_The exercise_. Please find every line below that contains the word "island" and copy each one out.

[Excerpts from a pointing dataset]

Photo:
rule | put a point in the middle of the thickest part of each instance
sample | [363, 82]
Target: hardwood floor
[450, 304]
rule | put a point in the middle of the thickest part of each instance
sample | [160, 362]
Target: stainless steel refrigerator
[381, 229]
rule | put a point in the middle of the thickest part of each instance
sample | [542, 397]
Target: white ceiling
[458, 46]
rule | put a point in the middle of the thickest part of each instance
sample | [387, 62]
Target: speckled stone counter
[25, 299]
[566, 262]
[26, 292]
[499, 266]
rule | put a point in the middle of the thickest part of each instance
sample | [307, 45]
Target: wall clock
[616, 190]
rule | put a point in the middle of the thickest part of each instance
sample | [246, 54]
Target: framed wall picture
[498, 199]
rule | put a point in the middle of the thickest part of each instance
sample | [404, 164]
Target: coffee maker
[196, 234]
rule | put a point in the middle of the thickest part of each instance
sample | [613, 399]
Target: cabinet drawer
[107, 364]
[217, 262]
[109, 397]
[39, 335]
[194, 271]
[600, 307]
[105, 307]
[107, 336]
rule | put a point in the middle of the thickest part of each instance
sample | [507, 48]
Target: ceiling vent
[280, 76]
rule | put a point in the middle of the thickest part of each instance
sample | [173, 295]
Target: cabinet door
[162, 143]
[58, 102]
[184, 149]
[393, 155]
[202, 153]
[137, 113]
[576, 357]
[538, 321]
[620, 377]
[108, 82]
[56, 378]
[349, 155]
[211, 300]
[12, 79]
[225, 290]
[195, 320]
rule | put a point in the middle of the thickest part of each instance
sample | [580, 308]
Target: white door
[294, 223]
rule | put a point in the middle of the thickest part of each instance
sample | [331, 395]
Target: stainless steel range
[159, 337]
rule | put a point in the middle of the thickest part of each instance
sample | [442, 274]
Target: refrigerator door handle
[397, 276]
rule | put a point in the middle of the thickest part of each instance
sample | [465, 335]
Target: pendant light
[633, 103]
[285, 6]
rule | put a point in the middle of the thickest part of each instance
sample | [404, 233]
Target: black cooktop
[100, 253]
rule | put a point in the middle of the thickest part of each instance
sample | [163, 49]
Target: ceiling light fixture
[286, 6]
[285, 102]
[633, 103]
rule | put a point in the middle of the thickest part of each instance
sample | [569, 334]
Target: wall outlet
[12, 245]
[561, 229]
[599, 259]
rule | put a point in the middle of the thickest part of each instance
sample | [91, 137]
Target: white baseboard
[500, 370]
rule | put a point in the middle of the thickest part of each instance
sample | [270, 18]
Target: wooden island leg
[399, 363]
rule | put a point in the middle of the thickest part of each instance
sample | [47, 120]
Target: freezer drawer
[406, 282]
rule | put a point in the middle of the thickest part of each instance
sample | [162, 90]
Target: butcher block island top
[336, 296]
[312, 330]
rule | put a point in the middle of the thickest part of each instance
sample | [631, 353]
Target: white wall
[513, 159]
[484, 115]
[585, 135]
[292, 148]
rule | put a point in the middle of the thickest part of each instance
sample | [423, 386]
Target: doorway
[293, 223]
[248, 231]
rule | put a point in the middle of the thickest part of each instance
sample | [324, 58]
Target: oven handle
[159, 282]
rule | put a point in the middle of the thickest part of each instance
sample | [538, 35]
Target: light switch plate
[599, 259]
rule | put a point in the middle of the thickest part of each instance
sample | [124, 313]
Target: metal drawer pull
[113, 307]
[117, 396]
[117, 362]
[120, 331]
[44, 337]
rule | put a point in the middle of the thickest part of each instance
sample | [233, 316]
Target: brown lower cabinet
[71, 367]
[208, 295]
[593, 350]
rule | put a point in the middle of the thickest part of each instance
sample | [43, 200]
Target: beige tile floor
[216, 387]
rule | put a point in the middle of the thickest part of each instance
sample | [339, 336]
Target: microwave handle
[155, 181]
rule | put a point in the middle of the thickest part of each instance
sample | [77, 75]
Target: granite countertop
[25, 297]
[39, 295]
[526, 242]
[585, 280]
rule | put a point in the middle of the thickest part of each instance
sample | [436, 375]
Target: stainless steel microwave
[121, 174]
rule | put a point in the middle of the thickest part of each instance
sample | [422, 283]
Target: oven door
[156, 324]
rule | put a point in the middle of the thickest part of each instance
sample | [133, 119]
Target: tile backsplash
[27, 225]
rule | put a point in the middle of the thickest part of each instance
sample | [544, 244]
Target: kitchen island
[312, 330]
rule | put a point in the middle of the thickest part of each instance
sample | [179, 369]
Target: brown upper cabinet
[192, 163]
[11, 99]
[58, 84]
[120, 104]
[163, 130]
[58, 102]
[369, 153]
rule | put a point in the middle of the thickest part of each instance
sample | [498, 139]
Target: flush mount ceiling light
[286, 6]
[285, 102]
--
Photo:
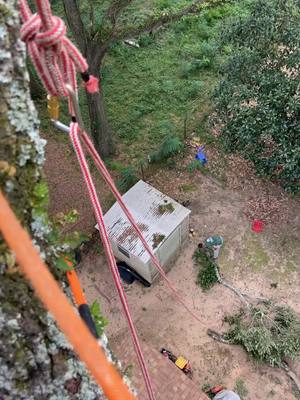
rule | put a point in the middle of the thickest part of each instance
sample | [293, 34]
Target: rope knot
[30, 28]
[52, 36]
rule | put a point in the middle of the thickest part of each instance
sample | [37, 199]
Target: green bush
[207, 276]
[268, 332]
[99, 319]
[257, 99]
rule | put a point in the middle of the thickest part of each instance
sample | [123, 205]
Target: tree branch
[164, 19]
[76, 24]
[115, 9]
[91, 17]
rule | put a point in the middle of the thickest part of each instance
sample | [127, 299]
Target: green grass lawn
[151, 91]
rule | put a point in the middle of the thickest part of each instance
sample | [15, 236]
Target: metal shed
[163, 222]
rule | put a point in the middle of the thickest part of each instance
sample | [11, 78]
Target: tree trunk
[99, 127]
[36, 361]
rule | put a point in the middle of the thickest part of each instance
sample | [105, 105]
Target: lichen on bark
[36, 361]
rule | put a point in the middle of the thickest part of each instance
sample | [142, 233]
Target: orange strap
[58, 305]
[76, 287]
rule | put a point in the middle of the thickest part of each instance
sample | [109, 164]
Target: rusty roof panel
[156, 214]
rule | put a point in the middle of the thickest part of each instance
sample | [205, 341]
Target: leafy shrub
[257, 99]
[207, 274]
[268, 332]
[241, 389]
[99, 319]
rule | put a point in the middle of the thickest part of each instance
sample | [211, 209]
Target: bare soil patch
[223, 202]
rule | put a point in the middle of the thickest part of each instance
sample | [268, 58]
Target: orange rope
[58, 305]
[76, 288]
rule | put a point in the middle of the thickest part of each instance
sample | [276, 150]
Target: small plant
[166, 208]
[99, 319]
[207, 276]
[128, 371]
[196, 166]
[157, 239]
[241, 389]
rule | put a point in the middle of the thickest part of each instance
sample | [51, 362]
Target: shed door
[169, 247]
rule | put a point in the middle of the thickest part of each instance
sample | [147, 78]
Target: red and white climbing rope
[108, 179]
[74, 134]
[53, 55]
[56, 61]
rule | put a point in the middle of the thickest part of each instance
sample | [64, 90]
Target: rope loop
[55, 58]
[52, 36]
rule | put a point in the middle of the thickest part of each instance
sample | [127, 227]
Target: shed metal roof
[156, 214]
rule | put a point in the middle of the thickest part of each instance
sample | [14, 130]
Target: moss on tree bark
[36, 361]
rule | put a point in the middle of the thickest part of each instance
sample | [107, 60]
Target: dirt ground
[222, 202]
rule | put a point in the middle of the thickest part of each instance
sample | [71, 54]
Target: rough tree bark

_Result_.
Target: wooden island leg
Target: butcher block island top
Target: kitchen island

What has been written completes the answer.